:: Fragmento del documento ::

Está claro que la causa principal del fracaso de la República es la inmadurez del pueblo y lo dicen las mismas citas anteriores, tomadas en obras tanto de Pereda, Emilia Pardo Bazán como de Galdós. Dicho sea de paso, los narradores de este último no manifiestan desestimación de la acción del pueblo, los de doña Emilia y Pereda adoptan el tono condescendiente que les corresponde, mientras que choca el juicio de Palacio Valdés, adscrito un tiempo al republicanismo posibilista de Castelar, al evocar en Marta y María el furor del pueblo de Nieva contra María acusada de conspiración carlista: «La muchedumbre estaba compuesta en su casi totalidad por lo que durante el período revolucionario se llamó pueblo soberano, esto es, por todos los pilótelos y ganapanes de la ciudad, a los cuales se agregaban algunas personas dignas, aunque ociosas, y casi todas las comadres de los arrabales»14. En cuanto a expresión de desprecio, la cita no tiene desperdicio.

En 1909, cuando es ya miembro destacado de la coalición republicano-socialista con Gumersindo de Azcárate, Joaquín Costa, Melquíades Álvarez, Pablo Iglesias, Pérez Galdós vuelve en la quinta serie de los Episodios sobre los años del sexenio. En La Primera República, el historiador Tito Liviano, que sigue los acontecimientos del cantón de Cartagena discute con Mariclío, Madre alegórica de España. Esta subraya la incapacidad de los cantonalistas para entender la situación: «Nada valen los corazones valientes si las cabezas están vacías»; y comenta: «La idea federal es hermosa; es mi mayor encanto, la ilusión de mi vida [...]. Pero dudo ¡ay! que pueda implantarla de una manera positiva y duradera un pueblo que ayer, como quien dice, ha roto el cascarón del absolutismo».

Para que se entere Tito, añade la Madre de la Historia de España que no puede establecer este bello ideal «un país que hasta hace cuatro días no ha conocido la libertad, una raza que, aun siendo heterogénea, ha vivido amamantada con la leche de la unidad [...]. Considera -le dice a su historiador- que pesan sobre tu país el catolicismo y eso que llamáis el Papado, las viejas rutinas monárquicas y los enormes intereses inseparables de estas abrumadoras máquinas sociales. Tú que no puedes traspasar los límites fisiológicos de la existencia humana, no verás realizado el ideal federalista en toda su pureza; yo, que soy vieja eterna, espero ver algún día..., algún día, triunfante y dichoso el Anfictionado Español»15.

Está claro que para todos los novelistas y cabe añadir que para todos los intelectuales de las tres primeras décadas de la Restauración el fracaso de la Primera República se debe, ante todo, a la inmadurez política del pueblo español. Como he sugerido en la larga introducción, la literatura, más especialmente la novela, a la par que es para nosotros, lectores del siglo XXI, un documento en el que podemos ver la realidad socio-cultural de aquella época, era un modo de acción de los autores para influir en la conciencia de los lectores considerados como ciudadanos. No se me haga decir que considero la novela como una mera forma de propaganda. La obra de arte, incluso la del arte realista, es siempre, según Kant, un intento para ensanchar los límites de la condición humana. Todas las obras maestras del siglo XIX, responden, cual más cual menos, al siguiente criterio definido por Urbano González Serrano: «El arte goza de eterna primavera cuando alcanza lo bello permanente del fondo del alma humana, a partir de la representación de la sociedad en que brota»16. Para no entrar otra vez en esta importante cuestión problemática, ampliamente desarrollada en otra publicación17, remito al antes citado juicio de Azorín sobre la influencia de la obra galdosiana sobre la conciencia nacional. Cabe cerrar esta digresión necesaria, dejar el campo literario y pasar al de la Historia para hacer un esencial resumen de las consecuencias del fracaso del primer intento republicano y así corroborar la representación literaria evocada anteriormente y sobre todo pautar la parte externa del estudio titulado La República de las letras y del pensamiento.

:::

▸ **Requisitos del ejercicio**: Retoma el fragmento sobre el fracaso de la Primera República en la novela de la Restauración y continúalo a partir de su última oración. Para este ejercicio no hace falta consultar los datos.

:: Datos ::

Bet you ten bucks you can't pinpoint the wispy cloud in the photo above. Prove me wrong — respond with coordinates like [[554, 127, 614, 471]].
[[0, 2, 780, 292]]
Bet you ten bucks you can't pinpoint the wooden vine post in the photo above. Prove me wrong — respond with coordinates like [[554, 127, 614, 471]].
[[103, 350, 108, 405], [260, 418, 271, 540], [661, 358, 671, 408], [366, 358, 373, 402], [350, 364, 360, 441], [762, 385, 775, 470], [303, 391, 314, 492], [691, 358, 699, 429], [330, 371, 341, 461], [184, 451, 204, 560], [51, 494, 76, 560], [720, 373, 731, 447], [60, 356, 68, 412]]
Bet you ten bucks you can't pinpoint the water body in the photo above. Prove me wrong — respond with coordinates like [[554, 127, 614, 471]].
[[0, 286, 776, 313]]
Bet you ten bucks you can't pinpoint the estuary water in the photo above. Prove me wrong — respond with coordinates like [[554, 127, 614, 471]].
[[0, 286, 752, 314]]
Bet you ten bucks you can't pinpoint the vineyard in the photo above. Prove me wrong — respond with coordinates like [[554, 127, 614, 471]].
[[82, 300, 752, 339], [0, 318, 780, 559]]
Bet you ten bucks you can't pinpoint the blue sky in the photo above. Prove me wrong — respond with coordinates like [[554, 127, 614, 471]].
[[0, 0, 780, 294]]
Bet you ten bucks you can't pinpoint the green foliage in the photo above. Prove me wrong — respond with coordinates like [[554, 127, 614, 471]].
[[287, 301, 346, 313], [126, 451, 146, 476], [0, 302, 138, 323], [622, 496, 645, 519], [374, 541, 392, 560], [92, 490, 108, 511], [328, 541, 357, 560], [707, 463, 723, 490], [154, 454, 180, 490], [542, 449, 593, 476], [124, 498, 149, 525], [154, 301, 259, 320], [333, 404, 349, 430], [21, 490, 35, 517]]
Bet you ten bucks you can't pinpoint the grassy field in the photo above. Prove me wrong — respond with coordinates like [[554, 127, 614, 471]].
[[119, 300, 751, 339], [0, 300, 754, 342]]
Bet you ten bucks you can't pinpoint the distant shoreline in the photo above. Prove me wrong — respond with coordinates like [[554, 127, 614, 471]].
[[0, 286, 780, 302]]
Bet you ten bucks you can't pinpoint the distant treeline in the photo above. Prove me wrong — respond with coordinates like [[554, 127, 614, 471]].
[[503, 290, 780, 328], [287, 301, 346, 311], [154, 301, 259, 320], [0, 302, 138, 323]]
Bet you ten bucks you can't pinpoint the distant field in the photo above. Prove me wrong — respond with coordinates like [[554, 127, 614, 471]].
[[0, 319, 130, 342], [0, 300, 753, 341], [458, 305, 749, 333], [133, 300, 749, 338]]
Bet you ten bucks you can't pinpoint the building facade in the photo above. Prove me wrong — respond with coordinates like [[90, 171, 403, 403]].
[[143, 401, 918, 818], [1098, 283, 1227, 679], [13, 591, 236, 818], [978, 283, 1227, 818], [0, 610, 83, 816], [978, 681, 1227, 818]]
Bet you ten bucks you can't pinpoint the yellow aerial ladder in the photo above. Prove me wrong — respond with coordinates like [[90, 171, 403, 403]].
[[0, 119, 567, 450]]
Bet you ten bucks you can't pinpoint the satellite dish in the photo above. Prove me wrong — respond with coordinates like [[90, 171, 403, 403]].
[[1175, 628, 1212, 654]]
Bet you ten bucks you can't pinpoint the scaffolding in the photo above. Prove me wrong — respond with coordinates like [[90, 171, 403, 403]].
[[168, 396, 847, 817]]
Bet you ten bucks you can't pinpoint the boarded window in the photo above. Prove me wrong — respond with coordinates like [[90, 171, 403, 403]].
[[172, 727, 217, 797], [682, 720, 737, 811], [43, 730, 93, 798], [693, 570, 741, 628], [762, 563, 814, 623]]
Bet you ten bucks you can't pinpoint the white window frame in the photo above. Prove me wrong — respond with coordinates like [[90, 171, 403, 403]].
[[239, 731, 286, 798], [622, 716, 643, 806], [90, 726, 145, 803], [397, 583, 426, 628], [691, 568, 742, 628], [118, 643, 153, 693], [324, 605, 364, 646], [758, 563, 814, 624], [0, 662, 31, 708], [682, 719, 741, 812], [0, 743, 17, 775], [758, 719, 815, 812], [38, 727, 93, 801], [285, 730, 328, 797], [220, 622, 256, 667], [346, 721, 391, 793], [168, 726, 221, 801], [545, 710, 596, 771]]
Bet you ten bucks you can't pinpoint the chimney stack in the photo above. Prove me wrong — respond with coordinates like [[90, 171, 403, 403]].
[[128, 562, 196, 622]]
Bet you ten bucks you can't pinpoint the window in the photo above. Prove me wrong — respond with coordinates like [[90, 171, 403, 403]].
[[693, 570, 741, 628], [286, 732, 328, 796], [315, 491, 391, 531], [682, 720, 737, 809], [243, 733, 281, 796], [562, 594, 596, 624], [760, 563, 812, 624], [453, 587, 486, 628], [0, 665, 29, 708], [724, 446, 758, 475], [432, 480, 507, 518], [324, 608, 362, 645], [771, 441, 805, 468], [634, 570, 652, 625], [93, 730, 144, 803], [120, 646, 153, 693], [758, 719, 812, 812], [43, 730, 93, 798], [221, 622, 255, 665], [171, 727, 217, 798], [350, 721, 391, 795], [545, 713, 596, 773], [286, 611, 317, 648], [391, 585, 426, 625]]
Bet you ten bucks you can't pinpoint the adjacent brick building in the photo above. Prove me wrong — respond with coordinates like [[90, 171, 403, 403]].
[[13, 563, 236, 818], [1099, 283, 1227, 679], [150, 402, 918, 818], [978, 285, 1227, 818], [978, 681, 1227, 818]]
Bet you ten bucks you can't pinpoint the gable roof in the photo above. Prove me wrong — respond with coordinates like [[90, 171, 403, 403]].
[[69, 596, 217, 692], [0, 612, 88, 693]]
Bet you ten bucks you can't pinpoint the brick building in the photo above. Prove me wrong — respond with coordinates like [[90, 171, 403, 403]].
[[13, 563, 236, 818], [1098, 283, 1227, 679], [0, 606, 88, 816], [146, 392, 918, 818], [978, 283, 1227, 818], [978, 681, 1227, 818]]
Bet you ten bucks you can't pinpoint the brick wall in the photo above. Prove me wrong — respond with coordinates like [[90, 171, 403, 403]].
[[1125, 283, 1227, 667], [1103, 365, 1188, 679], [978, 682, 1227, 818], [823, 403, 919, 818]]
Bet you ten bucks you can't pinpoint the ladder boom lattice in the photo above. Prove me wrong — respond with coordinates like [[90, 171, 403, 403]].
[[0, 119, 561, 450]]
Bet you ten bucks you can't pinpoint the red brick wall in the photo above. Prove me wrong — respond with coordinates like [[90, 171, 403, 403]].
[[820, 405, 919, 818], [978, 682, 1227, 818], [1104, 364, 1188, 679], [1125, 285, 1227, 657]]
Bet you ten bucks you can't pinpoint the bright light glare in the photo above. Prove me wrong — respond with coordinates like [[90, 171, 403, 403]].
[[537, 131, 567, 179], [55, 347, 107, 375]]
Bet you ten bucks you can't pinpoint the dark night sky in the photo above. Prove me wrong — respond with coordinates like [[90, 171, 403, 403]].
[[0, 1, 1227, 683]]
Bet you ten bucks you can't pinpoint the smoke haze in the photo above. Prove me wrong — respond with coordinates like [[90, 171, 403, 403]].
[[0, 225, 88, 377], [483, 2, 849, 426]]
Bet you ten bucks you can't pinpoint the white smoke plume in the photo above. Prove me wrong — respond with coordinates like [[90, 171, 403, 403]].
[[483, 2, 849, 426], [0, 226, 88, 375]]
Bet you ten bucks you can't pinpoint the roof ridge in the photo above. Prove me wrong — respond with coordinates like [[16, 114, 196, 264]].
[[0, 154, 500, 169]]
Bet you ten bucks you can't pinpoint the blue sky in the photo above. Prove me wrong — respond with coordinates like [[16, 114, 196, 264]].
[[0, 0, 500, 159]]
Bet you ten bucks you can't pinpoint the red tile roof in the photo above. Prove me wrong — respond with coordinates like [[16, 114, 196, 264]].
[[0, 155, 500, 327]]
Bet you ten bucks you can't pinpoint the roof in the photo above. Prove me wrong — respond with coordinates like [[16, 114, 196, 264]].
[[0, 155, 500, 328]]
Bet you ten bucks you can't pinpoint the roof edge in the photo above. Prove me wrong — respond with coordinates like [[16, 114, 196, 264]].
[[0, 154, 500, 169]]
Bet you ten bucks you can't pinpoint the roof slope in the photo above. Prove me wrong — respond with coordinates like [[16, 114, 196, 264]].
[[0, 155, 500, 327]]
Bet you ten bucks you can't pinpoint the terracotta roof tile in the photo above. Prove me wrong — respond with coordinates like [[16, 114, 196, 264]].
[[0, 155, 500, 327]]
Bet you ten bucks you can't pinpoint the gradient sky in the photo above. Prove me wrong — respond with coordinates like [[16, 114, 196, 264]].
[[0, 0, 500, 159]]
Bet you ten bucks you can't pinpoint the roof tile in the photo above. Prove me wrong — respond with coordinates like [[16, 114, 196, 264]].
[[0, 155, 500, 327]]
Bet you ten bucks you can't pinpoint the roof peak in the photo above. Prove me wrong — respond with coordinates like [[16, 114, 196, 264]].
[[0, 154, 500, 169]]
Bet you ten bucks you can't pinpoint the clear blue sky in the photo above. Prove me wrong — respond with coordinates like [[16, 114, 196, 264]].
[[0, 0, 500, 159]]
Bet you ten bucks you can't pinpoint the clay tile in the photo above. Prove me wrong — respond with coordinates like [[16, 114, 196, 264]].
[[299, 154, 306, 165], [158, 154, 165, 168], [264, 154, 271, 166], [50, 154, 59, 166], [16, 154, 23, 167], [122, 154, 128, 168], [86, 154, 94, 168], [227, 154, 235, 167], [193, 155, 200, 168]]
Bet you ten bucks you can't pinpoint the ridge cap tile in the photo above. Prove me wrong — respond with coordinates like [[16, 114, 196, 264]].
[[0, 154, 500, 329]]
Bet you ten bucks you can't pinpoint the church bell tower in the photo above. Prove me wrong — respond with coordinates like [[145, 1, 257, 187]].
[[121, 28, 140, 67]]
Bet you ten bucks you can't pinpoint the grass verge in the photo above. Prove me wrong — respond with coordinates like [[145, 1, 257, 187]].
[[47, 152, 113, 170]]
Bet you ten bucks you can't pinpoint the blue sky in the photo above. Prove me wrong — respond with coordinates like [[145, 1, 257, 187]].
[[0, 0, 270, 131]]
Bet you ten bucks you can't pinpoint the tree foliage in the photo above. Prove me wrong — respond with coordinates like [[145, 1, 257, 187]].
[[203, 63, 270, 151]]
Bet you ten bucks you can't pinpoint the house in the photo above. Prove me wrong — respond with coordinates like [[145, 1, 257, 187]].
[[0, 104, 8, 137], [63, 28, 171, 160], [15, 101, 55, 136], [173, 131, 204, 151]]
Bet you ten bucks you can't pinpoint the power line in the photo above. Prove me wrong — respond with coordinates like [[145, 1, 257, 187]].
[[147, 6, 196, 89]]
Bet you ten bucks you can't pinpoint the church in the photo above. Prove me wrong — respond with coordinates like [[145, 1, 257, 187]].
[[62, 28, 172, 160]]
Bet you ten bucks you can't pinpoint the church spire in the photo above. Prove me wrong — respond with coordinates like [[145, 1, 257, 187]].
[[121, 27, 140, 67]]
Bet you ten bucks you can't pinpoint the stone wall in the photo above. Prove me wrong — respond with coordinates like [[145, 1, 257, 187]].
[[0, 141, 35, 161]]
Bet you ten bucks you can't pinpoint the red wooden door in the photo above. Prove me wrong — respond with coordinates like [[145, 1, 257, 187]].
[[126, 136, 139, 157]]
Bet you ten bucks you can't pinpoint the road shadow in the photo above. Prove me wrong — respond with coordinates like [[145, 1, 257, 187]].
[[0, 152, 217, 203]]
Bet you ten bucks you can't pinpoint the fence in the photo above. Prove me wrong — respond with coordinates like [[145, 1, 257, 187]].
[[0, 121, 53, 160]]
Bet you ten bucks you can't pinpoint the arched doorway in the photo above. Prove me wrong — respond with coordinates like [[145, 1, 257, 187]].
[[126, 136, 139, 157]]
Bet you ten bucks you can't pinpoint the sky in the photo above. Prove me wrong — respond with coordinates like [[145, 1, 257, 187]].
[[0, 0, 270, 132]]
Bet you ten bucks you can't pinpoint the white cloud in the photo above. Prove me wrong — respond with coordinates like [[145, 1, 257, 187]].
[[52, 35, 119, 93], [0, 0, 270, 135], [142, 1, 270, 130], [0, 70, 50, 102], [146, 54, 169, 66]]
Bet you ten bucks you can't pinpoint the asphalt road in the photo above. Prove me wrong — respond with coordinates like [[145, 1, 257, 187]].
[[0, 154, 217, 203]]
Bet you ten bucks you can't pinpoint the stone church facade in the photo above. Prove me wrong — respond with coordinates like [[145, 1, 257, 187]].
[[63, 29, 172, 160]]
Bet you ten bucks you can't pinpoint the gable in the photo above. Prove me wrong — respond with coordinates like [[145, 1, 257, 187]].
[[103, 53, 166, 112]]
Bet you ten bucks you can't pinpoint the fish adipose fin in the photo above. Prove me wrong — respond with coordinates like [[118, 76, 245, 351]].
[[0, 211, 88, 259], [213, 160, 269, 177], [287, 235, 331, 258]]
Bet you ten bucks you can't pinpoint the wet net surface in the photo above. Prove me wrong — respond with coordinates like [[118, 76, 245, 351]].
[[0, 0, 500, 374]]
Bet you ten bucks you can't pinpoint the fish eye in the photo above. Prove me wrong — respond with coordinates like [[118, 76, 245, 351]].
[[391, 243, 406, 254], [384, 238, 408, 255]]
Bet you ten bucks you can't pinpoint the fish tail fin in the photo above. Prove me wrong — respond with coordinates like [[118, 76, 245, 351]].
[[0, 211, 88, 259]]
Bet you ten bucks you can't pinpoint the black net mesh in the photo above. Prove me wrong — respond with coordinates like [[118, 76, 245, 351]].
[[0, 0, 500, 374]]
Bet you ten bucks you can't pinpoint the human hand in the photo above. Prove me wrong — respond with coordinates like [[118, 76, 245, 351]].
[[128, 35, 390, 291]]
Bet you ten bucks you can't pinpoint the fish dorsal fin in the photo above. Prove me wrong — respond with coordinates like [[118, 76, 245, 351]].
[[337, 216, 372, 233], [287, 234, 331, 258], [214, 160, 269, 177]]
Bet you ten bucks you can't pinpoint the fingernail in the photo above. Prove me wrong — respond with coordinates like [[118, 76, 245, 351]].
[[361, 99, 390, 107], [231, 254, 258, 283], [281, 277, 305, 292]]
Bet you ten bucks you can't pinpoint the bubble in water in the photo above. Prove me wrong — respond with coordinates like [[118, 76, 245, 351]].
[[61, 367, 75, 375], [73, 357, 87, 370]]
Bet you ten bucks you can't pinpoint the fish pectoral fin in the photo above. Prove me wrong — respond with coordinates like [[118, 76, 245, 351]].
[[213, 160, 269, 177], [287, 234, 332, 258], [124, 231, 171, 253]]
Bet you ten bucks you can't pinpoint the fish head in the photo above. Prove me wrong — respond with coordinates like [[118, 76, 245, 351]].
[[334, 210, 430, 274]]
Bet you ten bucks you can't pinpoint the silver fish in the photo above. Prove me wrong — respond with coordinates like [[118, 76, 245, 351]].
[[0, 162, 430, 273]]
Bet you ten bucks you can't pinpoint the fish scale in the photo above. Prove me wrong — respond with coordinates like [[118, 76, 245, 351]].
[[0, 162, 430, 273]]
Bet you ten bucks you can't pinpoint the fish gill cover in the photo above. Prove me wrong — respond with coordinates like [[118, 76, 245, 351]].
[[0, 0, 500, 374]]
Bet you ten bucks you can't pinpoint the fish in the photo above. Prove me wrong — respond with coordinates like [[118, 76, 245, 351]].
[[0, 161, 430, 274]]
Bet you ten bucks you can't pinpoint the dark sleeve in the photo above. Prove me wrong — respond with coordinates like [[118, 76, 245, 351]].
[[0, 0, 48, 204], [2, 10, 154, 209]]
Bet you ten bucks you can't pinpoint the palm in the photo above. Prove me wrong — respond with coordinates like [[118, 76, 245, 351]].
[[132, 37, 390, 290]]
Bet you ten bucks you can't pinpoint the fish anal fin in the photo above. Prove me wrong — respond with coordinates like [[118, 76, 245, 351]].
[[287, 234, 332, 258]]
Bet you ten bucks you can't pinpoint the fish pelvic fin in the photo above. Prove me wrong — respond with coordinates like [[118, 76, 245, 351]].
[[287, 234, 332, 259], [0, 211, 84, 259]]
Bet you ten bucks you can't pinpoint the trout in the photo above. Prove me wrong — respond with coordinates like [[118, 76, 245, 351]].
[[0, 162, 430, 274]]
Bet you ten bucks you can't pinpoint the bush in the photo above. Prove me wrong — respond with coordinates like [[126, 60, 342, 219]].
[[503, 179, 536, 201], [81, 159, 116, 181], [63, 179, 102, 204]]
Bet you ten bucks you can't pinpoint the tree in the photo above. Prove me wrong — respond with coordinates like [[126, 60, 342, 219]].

:::

▸ **Respuesta**:
Breve historia política, a modo de transición

La imprevista proclamación de la Primera República, el 11 de febrero de 1873, en plena agitación popular del sexenio, y su fracaso preparado ya desde el principio por los incontrolados movimientos cantonalistas, que le imponen a Castelar el uso de la fuerza, y dan pretexto a la reacción en enero de 1874 para armar el brazo de Pavía, y después el de Martínez Campos que abre las puertas a la restauración de la monarquía, constituyen para los republicanos una experiencia negativa desalentadora, que ante todo incita a la reflexión. La República no se improvisa y menos aún una República federal cuando no tiene siquiera un partido organizado capaz de vertebrar un movimiento que va a propagarse por un país que cuenta con el setenta por ciento de analfabetos.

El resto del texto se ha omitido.